-- Begin TEXT PROVIDED --

Notes from #WHN2018

Hard to choose a manageable number of snippets to share from the inspiring, info-packed Women’s History Network 2018 conference at the University of Portsmouth last week. Here are a few with obvious connections to my work and/or Theatre Unbound’s:

  • The image above is from Victoria Iglikowski’s talk “RAIDED! What items seized in government raids can tell us about the Women’s Social and Political Union.” Ms. Iglikowski is from the UK National Archives, which owns the police records of the April 1913 raid on the WSPU offices in Lincoln’s Inn House. The Good Fight opens with this raid, so I was very eager to hear the talk. Not only did the police have the department listing, with the locations of each department and its employees, they also seized a bag of hammers, which was near the desk of office manager Harriet Kerr. The hammer handles were inscribed “WSPU” and were clearly intended for breaking windows. The police asked Miss Kerr what the hammers were for. She remarked that many of the WSPU employees were interested in home repair. Not only is this an excellent comeback, it’s evidence that the real Miss Kerr was something of a smart aleck, which pleases me, since my rendition of Miss Kerr is definitely a smart aleck.
  • Katharine Cockin’s talk “Edith Craig (1869-1947): Directing the Theatres of War for Women’s Suffrage” gave an overview of Craig’s career as well as information about the organizational nature of the Pioneer Players, which staged suffrage dramas. Prof. Cockin’s slide deck included a photo of Craig with playwright Christopher St. John. Theatre Unbound produced St. John’s translation of Hrotsvitha’s Dulcitius in 2005, but I had never seen a photo of her. I’m not sure, in fact, that I knew she was a woman at the time we produced the script. Seeing the photo gave me an extra surge of gratitude for the many women who have worked hard to preserve and disseminate the work of women artists.
  • I gave in to my fangirl impulses and asked for a selfie with Elizabeth Crawford, author of The Women’s Suffrage Movement: A Reference Guide 1866-1928. Her entry on Grace Roe cemented my interest in Roe as a pivotal character. The entry ends with a quote from Roe: “Christabel was the apple of my eye.” Oh, my heart.

    AB with Elizabeth Crawford
    AB with Elizabeth Crawford

Talking the Good Fight

Tomorrow I head to Portsmouth, England to attend the 27th Annual Women’s History Network Conference. 2018 is the centenary of the granting of the Parliamentary vote to some categories of women in Britain. I’ll be giving a paper called “Women Cannot Fight, Therefore Women Cannot Vote: Staging the Suffragette Bodyguard,” describing the development of The Good Fight. The keynote speakers for the conference, June Purvis and Elizabeth Crawford, wrote two of the books I relied on heavily for the play. I feel a little bit like a fangirl.

No, YOU’RE upside down

Prepping for a meeting on the “History of Calculus” project, I was happy to learn that this old series of instructional physics films is available online. The “Frames of Reference” episode (below) is a classic, managing to engage its audience without pandering. If we can do something similar with “History of Calculus” I will be extremely pleased.

-- End TEXT PROVIDED --
-- Begin DATASET RECORDS --

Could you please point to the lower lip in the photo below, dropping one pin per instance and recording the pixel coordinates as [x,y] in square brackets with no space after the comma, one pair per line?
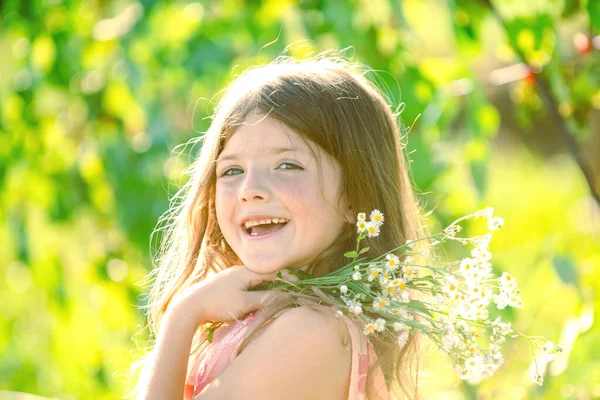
[265,236]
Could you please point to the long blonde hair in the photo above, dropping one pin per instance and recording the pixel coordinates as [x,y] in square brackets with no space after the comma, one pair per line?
[328,101]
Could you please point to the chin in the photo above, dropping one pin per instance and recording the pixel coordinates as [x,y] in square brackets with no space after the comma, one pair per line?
[263,267]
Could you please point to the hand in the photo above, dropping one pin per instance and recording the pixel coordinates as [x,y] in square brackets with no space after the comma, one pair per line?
[224,296]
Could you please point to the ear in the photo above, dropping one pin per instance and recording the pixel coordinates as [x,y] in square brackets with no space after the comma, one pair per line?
[348,211]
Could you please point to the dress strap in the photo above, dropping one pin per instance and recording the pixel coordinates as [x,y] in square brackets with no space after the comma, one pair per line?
[363,357]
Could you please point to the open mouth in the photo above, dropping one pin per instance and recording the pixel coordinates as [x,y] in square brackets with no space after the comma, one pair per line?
[261,229]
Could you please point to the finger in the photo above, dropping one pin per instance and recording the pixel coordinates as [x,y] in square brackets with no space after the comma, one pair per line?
[288,276]
[253,278]
[260,298]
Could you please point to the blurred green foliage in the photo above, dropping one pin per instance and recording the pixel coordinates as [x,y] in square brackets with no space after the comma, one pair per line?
[96,95]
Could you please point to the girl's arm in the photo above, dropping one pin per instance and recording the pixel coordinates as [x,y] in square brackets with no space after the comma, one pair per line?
[222,297]
[164,376]
[300,355]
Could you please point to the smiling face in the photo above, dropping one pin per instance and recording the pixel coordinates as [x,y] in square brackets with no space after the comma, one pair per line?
[267,171]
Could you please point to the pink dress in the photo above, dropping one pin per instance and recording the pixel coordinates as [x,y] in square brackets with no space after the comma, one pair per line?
[212,359]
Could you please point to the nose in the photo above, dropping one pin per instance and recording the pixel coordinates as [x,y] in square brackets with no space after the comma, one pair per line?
[255,187]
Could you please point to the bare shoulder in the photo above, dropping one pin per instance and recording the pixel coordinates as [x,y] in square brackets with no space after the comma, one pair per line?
[303,354]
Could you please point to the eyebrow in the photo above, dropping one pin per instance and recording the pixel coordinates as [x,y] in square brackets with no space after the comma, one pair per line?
[273,150]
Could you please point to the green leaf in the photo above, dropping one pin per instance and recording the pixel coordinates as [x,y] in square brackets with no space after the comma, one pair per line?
[594,13]
[416,304]
[351,254]
[566,270]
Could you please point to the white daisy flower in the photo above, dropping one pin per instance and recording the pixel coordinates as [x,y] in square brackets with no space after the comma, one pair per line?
[487,212]
[380,324]
[385,277]
[380,303]
[402,339]
[372,229]
[377,217]
[361,226]
[467,267]
[409,273]
[393,261]
[373,273]
[369,328]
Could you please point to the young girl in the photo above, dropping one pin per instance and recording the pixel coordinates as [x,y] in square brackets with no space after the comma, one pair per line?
[295,150]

-- End DATASET RECORDS --

◆ **REQUIRED TASKS**
A – Display every line of the records that contains the string "girl". Case counts.
B – Write the next part of the blog posts above, starting after their final sentence.

◆ **ANSWERS BELOW**
A –
Could you please point to the girl's arm in the photo above, dropping one pin per instance and recording the pixel coordinates as [x,y] in square brackets with no space after the comma, one pair per line?
Could you please point to the young girl in the photo above, dropping one pin per instance and recording the pixel coordinates as [x,y] in square brackets with no space after the comma, one pair per line?

B –
Frames of Reference : Richard Leacock : Free Download & Streaming : Internet Archive

This PSSC film utilizes a fascinating set consisting of a rotating table and furniture occupying surprisingly unpredictable spots within the viewing area. The…

the problem of other minds

The Last Game: Talked with Heather H. about the latest draft. At her request, I added some dialog at the very beginning between 23 and 24, giving a swatch of their relationship up to this catastrophic day. Writing it felt very much against the grain, though I can see now that it’s useful. The conversation with Heather reminded me that the things that I feel are obvious and can go without saying are not automatically obvious to others, and are sometimes interesting for others to hear.

Murderess: Trimmed down the Jane Toppan monologue for Laura Wiebers to perform at Theatre Unbound’s Season Announcement Party on the 28th. Haven’t visited that material for many years; found lots of little bits to prune away. Normally, when cutting, I try not to cut stuff from within a section because I don’t want the actor to have to re-memorize picky little changes. But it’s been long enough since Laura performed this piece that I hope the interstitial revisions won’t throw her for a loop.

worse and last

For Worse: Met with Miriam and Sadie to discuss ideas for the set. Sadie has good leads on office chairs we can get for free, which she can turn into a row of airline seats, because she’s awesome. Miriam suggests having a whiteboard for Michelle to write on, making two monologues I’ve written this summer in which a woman writes on a white- or chalkboard. Photos from the aquarium look like they won’t work for the season brochure and print materials.

The Last Game: Set an appointment with Heather H. to talk about the latest draft.

to-do list

The Last Game: Talked with Heather H. about her observations of/suggestions for the script. Among other thoughts, she raises the idea of a second act set some decades into the future. This doesn’t click for me; though it’s difficult to pick apart how much it fails to click on its own merits, and how much it fails to click because long, long ago, I got very tired of one faction of my writing group persistently trying to tack a second act onto Liability. In any case, Heather spots many places where payoffs can be added or enhanced, and the path ahead seems clear.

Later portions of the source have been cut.